[Baypiggies] North Bay Pythonic Companies?

Shannon -jj Behrens jjinux at gmail.com
Sat Nov 17 09:55:34 CET 2007


On Nov 14, 2007 11:50 AM, Craig Smith <craigfrazersmith at gmail.com> wrote:
> Hi All:
>
> I'm looking for any advice you might have about North Bay companies that
> use Python.

There's O'Reilly.

> In a perfect world such companies would also be hiring, but
> that's not a critical point. If I lived in the south bay I'd be haunting
> the doors of VMWare, IronPort, Google and such like, but I live in far
> off Sonoma County, and am not quite up for a long commute. Yet.
> Thanks for your time.

Ask "Ben Bangert" <ben at groovie.org>.

> -Craig Smith
>
> About Me: I did QA and Professional Services at NeXT, programming at
> Autodesk, and all that and more at a startup you've never heard of for
> seven years. I'm a Joel-ist about software engineering (1), a Guido-ist
> about language design (2) and am most interested in problem spaces best
> served by Python. My most bankable acronyms are GIS, DBA, and WWW, but
> I've been paid to do a fair number of things that usually involved
> systems to move bits from here to there, transforming them along the way.

########################################

REQUIRED TASK 1 = In the mailing-list post, what company does the reply name as an answer to the question about North Bay companies that use Python?
The mailing-list post above has no connection to the listing that follows.

########################################

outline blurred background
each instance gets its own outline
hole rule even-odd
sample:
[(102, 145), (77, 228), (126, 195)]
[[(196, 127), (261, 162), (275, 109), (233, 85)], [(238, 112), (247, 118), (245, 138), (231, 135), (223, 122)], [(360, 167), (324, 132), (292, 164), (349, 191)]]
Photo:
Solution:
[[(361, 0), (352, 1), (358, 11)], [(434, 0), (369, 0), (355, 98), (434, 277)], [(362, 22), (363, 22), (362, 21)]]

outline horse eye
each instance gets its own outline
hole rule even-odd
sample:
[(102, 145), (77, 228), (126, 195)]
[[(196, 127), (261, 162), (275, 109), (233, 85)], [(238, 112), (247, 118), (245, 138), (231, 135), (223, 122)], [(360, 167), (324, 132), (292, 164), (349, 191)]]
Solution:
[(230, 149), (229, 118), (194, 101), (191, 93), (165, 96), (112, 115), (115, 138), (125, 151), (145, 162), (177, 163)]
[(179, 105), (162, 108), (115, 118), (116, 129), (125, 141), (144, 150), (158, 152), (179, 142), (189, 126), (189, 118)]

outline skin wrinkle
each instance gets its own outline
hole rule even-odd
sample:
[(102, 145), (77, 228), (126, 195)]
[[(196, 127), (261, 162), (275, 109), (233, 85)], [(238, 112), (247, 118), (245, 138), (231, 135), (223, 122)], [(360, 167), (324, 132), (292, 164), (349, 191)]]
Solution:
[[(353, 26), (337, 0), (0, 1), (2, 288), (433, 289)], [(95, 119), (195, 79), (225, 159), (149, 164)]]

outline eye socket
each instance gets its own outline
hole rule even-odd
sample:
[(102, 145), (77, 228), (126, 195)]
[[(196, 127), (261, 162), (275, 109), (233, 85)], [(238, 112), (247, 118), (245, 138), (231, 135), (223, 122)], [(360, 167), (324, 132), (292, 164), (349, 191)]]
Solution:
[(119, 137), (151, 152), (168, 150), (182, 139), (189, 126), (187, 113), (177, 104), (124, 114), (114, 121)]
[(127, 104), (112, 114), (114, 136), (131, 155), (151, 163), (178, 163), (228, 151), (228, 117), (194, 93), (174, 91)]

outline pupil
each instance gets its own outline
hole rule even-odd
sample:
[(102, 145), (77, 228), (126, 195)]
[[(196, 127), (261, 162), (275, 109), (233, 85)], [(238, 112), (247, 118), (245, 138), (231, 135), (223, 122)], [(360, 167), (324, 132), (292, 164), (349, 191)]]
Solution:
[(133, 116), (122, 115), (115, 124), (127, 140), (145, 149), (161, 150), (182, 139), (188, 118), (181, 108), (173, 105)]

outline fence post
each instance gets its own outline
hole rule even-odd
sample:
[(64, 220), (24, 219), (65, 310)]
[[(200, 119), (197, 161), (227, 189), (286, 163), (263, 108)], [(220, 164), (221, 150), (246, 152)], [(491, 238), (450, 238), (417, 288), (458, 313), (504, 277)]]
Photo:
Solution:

########################################

REQUIRED TASK 2 = Render the stretch of the listing from its first line through the line containing "126), (189, 118)]" as a Markdown table with the columns Row and Line, one row per line and blank lines left out.

EXPECTED ANSWER 1 = O'Reilly.

EXPECTED ANSWER 2 =
| Row | Line |
|---|---|
| 1 | outline blurred background |
| 2 | each instance gets its own outline |
| 3 | hole rule even-odd |
| 4 | sample: |
| 5 | [(102, 145), (77, 228), (126, 195)] |
| 6 | [[(196, 127), (261, 162), (275, 109), (233, 85)], [(238, 112), (247, 118), (245, 138), (231, 135), (223, 122)], [(360, 167), (324, 132), (292, 164), (349, 191)]] |
| 7 | Photo: |
| 8 | Solution: |
| 9 | [[(361, 0), (352, 1), (358, 11)], [(434, 0), (369, 0), (355, 98), (434, 277)], [(362, 22), (363, 22), (362, 21)]] |
| 10 | outline horse eye |
| 11 | each instance gets its own outline |
| 12 | hole rule even-odd |
| 13 | sample: |
| 14 | [(102, 145), (77, 228), (126, 195)] |
| 15 | [[(196, 127), (261, 162), (275, 109), (233, 85)], [(238, 112), (247, 118), (245, 138), (231, 135), (223, 122)], [(360, 167), (324, 132), (292, 164), (349, 191)]] |
| 16 | Solution: |
| 17 | [(230, 149), (229, 118), (194, 101), (191, 93), (165, 96), (112, 115), (115, 138), (125, 151), (145, 162), (177, 163)] |
| 18 | [(179, 105), (162, 108), (115, 118), (116, 129), (125, 141), (144, 150), (158, 152), (179, 142), (189, 126), (189, 118)] |